TEXT EXTRACT |
····················

Appellant McKlemurry was convicted by a jury of seven Dyer Act offenses, in violation of 18 U.S.C. Sec. 2313. He was sentenced to serve thirty-month sentences on Counts I, II, III, and IV to run consecutively, and to thirty-month sentences on Counts V, VI, and VII to run concurrently with the sentences imposed on Counts I, II, and III, respectively. His direct appeal was affirmed by this Court, United States v. McKlemurry, 461 F.2d 651 (5th Cir. 1972).


In his present Sec. 2255 motion, the appellant raised three contentions. First, he alleged that the sentence imposed on him under Count III was invalid because that count of the indictment had been dismissed during the trial proceedings. Secondly, he contended that the evidence introduced in connection with the stolen 1967 Pontiac involved in Count VII of the indictment must have been obtained on the occasion of the illegal entry and search at noon on June 26th since the Pontiac could not have been on his property at the time of the initial surveillance the prior night. Finally, the appellant argued that the information leading to the discovery that the two 1963 Chevrolets were stolen (Counts I and VI) must have also resulted from the illegal entry since such information could not have come through mere observation of their license plates from the road.


The district court denied relief on all three contentions on ground that each of these issues raised had been presented on McKlemurry's direct appeal and had been decided adversely to him by this Court. We affirm the denial of the motion, but for reasons different than those assigned by the court below.

····················

TASKS FOR THIS EXERCISE |
1. Answer these questions about the court opinion excerpt:
(a) Which statute was McKlemurry convicted of violating?
(b) Which count of the indictment did he claim had been dismissed during the trial proceedings?
(c) On what ground did the district court deny relief?
2. How many lines of the records contain the word "apartment"? Reply with the number alone.
The court opinion excerpt and the records are unrelated material.

····················

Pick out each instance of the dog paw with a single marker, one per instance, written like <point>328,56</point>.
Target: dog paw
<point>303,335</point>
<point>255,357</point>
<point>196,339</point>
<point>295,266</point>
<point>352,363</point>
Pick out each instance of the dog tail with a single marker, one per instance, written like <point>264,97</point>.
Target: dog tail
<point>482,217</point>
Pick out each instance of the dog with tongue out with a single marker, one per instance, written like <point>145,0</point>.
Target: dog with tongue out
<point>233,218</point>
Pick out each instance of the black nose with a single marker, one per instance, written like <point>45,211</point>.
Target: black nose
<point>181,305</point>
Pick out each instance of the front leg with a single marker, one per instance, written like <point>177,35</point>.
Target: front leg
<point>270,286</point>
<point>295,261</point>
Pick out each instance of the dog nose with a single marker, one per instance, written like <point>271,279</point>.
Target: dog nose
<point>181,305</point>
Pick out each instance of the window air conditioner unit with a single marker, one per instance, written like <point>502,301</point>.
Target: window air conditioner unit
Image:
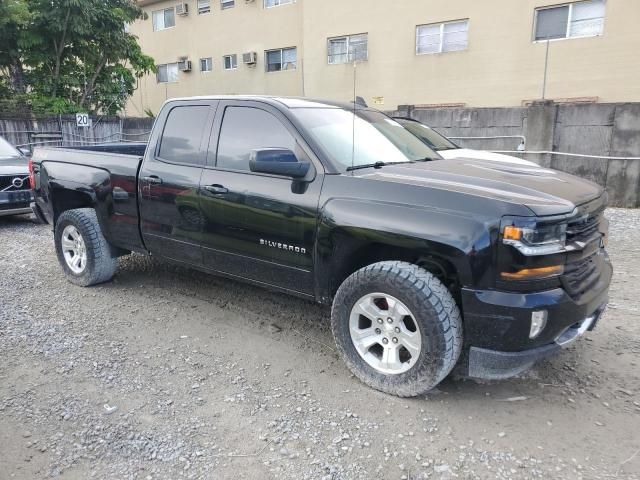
<point>182,9</point>
<point>250,58</point>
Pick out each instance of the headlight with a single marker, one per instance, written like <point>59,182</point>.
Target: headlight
<point>536,239</point>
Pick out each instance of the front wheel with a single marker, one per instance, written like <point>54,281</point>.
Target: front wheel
<point>84,254</point>
<point>397,328</point>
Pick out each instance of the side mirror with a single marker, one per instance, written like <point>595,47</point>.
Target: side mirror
<point>278,161</point>
<point>25,151</point>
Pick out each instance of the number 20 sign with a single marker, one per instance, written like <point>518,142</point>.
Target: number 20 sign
<point>82,120</point>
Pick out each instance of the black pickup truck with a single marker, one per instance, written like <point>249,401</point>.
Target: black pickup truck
<point>427,263</point>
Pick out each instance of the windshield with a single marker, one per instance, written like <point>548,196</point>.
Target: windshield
<point>427,135</point>
<point>377,137</point>
<point>7,150</point>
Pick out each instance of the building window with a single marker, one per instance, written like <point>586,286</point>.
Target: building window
<point>275,3</point>
<point>206,64</point>
<point>351,48</point>
<point>163,19</point>
<point>281,59</point>
<point>442,37</point>
<point>167,73</point>
<point>580,19</point>
<point>230,62</point>
<point>204,6</point>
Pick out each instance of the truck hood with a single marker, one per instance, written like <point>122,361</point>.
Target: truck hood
<point>483,155</point>
<point>543,191</point>
<point>14,166</point>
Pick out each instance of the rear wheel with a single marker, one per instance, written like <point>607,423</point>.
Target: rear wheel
<point>397,328</point>
<point>84,254</point>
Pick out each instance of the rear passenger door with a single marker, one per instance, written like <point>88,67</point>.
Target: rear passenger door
<point>258,226</point>
<point>170,216</point>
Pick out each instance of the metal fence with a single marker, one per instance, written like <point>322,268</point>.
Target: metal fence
<point>62,130</point>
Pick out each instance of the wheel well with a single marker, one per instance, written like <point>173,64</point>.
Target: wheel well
<point>64,200</point>
<point>440,267</point>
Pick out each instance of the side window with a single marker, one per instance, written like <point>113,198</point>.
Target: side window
<point>245,129</point>
<point>182,135</point>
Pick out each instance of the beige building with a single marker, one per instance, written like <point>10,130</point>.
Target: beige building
<point>428,52</point>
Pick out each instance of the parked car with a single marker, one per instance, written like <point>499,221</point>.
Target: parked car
<point>15,191</point>
<point>449,150</point>
<point>426,262</point>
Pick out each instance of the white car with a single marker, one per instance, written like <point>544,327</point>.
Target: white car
<point>449,150</point>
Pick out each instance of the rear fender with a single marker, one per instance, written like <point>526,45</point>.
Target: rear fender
<point>78,186</point>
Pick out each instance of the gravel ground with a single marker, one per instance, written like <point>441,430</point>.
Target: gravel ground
<point>169,373</point>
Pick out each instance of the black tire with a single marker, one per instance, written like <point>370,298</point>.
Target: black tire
<point>434,309</point>
<point>101,261</point>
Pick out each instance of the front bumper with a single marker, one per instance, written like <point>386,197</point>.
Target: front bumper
<point>497,324</point>
<point>496,365</point>
<point>14,211</point>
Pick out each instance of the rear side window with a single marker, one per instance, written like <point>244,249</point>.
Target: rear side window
<point>182,135</point>
<point>245,129</point>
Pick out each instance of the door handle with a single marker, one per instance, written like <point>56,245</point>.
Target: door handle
<point>216,189</point>
<point>154,179</point>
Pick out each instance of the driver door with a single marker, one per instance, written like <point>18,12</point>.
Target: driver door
<point>257,226</point>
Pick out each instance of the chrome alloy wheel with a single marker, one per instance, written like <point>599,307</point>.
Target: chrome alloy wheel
<point>74,249</point>
<point>385,333</point>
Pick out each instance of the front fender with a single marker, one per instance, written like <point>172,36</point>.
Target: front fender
<point>346,226</point>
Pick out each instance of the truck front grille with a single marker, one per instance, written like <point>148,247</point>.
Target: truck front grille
<point>585,227</point>
<point>581,275</point>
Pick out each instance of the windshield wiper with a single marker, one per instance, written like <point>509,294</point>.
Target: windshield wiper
<point>366,165</point>
<point>376,165</point>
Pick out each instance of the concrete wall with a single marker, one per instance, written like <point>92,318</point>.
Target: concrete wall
<point>590,129</point>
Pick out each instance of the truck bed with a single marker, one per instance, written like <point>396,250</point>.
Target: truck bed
<point>103,177</point>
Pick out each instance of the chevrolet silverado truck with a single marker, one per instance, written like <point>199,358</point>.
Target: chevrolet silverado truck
<point>427,263</point>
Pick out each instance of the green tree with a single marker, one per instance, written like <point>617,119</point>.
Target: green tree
<point>14,20</point>
<point>74,54</point>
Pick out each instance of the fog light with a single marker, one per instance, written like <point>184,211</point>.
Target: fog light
<point>538,322</point>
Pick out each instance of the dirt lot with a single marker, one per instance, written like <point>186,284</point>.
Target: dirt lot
<point>168,373</point>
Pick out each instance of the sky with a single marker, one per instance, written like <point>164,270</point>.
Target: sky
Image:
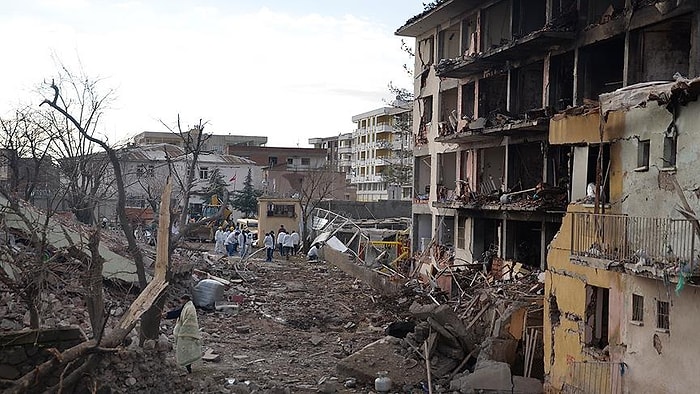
<point>286,69</point>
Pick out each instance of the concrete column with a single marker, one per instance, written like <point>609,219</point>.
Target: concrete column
<point>543,246</point>
<point>504,186</point>
<point>545,75</point>
<point>694,63</point>
<point>576,79</point>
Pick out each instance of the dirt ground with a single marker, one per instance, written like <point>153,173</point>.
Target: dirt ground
<point>296,320</point>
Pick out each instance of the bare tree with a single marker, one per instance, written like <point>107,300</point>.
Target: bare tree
<point>25,140</point>
<point>311,188</point>
<point>90,110</point>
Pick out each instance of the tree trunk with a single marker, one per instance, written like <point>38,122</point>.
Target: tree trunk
<point>34,320</point>
<point>94,295</point>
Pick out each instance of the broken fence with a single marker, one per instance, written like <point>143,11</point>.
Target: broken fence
<point>631,239</point>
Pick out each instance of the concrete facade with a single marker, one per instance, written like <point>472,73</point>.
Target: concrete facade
<point>146,169</point>
<point>273,212</point>
<point>497,80</point>
<point>215,143</point>
<point>640,250</point>
<point>381,143</point>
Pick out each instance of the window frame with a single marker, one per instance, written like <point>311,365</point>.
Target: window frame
<point>663,316</point>
<point>638,309</point>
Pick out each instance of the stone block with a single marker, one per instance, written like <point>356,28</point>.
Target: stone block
<point>381,355</point>
<point>496,349</point>
<point>490,376</point>
<point>9,372</point>
<point>523,385</point>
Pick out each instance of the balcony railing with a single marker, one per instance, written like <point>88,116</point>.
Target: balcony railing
<point>605,377</point>
<point>631,239</point>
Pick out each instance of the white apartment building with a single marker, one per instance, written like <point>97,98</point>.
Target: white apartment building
<point>382,154</point>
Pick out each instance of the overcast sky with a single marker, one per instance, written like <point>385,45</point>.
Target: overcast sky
<point>287,69</point>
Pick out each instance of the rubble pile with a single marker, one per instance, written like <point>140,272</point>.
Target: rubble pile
<point>483,330</point>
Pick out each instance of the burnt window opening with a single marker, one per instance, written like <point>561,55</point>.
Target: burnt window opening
<point>495,26</point>
<point>670,146</point>
<point>448,104</point>
<point>203,173</point>
<point>527,92</point>
<point>446,230</point>
<point>637,308</point>
<point>447,176</point>
<point>280,210</point>
<point>663,315</point>
<point>461,232</point>
<point>523,242</point>
<point>559,166</point>
<point>449,42</point>
<point>493,97</point>
<point>469,43</point>
<point>468,101</point>
<point>485,237</point>
<point>562,81</point>
<point>593,157</point>
<point>564,13</point>
<point>554,312</point>
<point>597,316</point>
<point>525,166</point>
<point>659,51</point>
<point>643,155</point>
<point>425,51</point>
<point>491,170</point>
<point>427,116</point>
<point>528,16</point>
<point>601,68</point>
<point>448,111</point>
<point>602,11</point>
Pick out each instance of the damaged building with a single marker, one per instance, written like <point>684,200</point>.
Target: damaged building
<point>622,272</point>
<point>542,139</point>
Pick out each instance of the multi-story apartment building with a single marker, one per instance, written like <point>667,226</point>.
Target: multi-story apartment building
<point>381,154</point>
<point>615,197</point>
<point>146,168</point>
<point>215,143</point>
<point>338,151</point>
<point>480,126</point>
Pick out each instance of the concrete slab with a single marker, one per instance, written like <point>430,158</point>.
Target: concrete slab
<point>381,355</point>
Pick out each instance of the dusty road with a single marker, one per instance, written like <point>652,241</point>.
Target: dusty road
<point>295,322</point>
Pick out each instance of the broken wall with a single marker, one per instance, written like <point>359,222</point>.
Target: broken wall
<point>491,167</point>
<point>525,165</point>
<point>566,305</point>
<point>527,92</point>
<point>601,68</point>
<point>561,78</point>
<point>496,28</point>
<point>528,16</point>
<point>641,345</point>
<point>659,51</point>
<point>422,231</point>
<point>649,124</point>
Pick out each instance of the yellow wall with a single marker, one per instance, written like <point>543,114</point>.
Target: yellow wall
<point>585,129</point>
<point>272,223</point>
<point>567,283</point>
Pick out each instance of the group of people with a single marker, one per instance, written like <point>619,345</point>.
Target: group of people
<point>232,241</point>
<point>288,244</point>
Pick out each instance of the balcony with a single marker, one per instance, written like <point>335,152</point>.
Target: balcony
<point>650,247</point>
<point>383,128</point>
<point>537,42</point>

····················

RESPONSES TO THE TASKS |
1.
(a) 18 U.S.C. Sec. 2313.
(b) Count III.
(c) Each of the issues raised had been presented on McKlemurry's direct appeal and decided adversely to him by this Court.

2. 4